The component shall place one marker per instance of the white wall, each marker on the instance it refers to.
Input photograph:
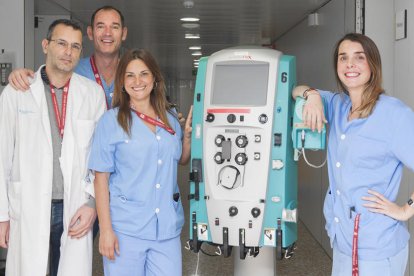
(379, 26)
(13, 30)
(403, 89)
(313, 48)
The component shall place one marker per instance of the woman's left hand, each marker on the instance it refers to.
(377, 203)
(187, 127)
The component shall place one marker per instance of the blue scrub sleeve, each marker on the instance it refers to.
(329, 103)
(102, 157)
(403, 137)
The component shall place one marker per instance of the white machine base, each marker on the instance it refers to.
(264, 264)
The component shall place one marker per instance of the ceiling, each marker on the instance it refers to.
(155, 25)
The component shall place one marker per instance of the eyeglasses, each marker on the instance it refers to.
(64, 45)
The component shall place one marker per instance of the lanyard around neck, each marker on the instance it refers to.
(97, 77)
(153, 121)
(60, 117)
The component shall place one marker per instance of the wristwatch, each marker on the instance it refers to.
(306, 93)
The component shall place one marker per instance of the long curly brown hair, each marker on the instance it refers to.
(157, 97)
(373, 87)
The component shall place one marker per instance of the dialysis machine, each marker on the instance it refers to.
(243, 178)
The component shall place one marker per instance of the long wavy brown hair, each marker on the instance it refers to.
(121, 99)
(373, 88)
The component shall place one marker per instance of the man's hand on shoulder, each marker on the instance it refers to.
(19, 78)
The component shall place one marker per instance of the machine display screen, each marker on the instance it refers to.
(243, 84)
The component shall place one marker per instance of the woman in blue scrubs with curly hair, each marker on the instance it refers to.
(371, 139)
(136, 149)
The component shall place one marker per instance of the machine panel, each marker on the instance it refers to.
(243, 180)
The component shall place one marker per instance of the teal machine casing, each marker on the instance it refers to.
(243, 176)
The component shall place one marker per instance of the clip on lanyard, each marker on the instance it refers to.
(97, 76)
(355, 270)
(154, 122)
(60, 118)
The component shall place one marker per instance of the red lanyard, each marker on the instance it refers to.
(60, 118)
(355, 271)
(154, 122)
(97, 76)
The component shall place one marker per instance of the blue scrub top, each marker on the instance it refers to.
(84, 68)
(364, 154)
(143, 176)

--

## [Given exercise]
Format every row above as a numbered list, omitting blank lines and the pictures.

## [Task answer]
1. The component shall place one marker per instance of the white wall, each marker on the instance it refers to.
2. Input photograph:
3. (379, 26)
4. (13, 30)
5. (403, 89)
6. (313, 48)
7. The component shall place one marker per instance of the woman's left hand, each marker on the instance it refers to.
8. (377, 203)
9. (187, 127)
10. The component shall place one marker per instance of the blue scrub sleeve, each marker on the instance it refers to.
11. (329, 103)
12. (102, 157)
13. (403, 137)
14. The component shall place one marker per instance of the white machine base, each marker on the instance it refers to.
15. (264, 264)
16. The component shall place one marker per instance of the ceiling, each marker on the instance it refers to.
17. (155, 25)
18. The component shall place one marker per instance of the eyeglasses, each marker on the instance it refers to.
19. (64, 45)
20. The component shall place one marker per instance of the lanyard around neck, each marker on the instance it refers to.
21. (97, 77)
22. (153, 121)
23. (60, 117)
24. The component shall place one marker per instance of the wristwatch, each marker on the instance it refers to.
25. (306, 93)
26. The component shall place one marker per instance of the long curly brown hair, each marker on the instance it refers to.
27. (157, 97)
28. (373, 87)
29. The component shall place one marker per instance of the dialysis machine, each marker on the instance it refers to.
30. (243, 178)
31. The component shall place one marker per instance of the long wavy brown hair, each marker on the instance it refers to.
32. (121, 99)
33. (373, 88)
34. The component shall place one marker per instance of the man's hand on shoulder, each marker on the instance it refers to.
35. (19, 78)
36. The component shall place one marker per instance of the machine display screen, each marker on the instance it refers to.
37. (243, 84)
38. The component shall place one marker per instance of the woman in blue scrubs with curly hair, each marker on the instance it refers to.
39. (371, 139)
40. (136, 149)
41. The component shall place one marker per instance of the machine panel, each marker on the instance it refers to.
42. (243, 180)
43. The component shall place one marker per instance of the teal machine casing, each marker on the instance it refers to.
44. (243, 176)
45. The component shall place one marker per instance of the clip on lanyard, each marker on the instance it refers to.
46. (97, 76)
47. (355, 270)
48. (154, 122)
49. (60, 118)
50. The component shall place one marker per instance of the red lanyard, each marker on the instance it refers to.
51. (60, 118)
52. (355, 271)
53. (154, 122)
54. (97, 76)
55. The component shall place one marker per instance of the blue scrub top, each marker on the instance it refers to.
56. (84, 68)
57. (364, 154)
58. (143, 176)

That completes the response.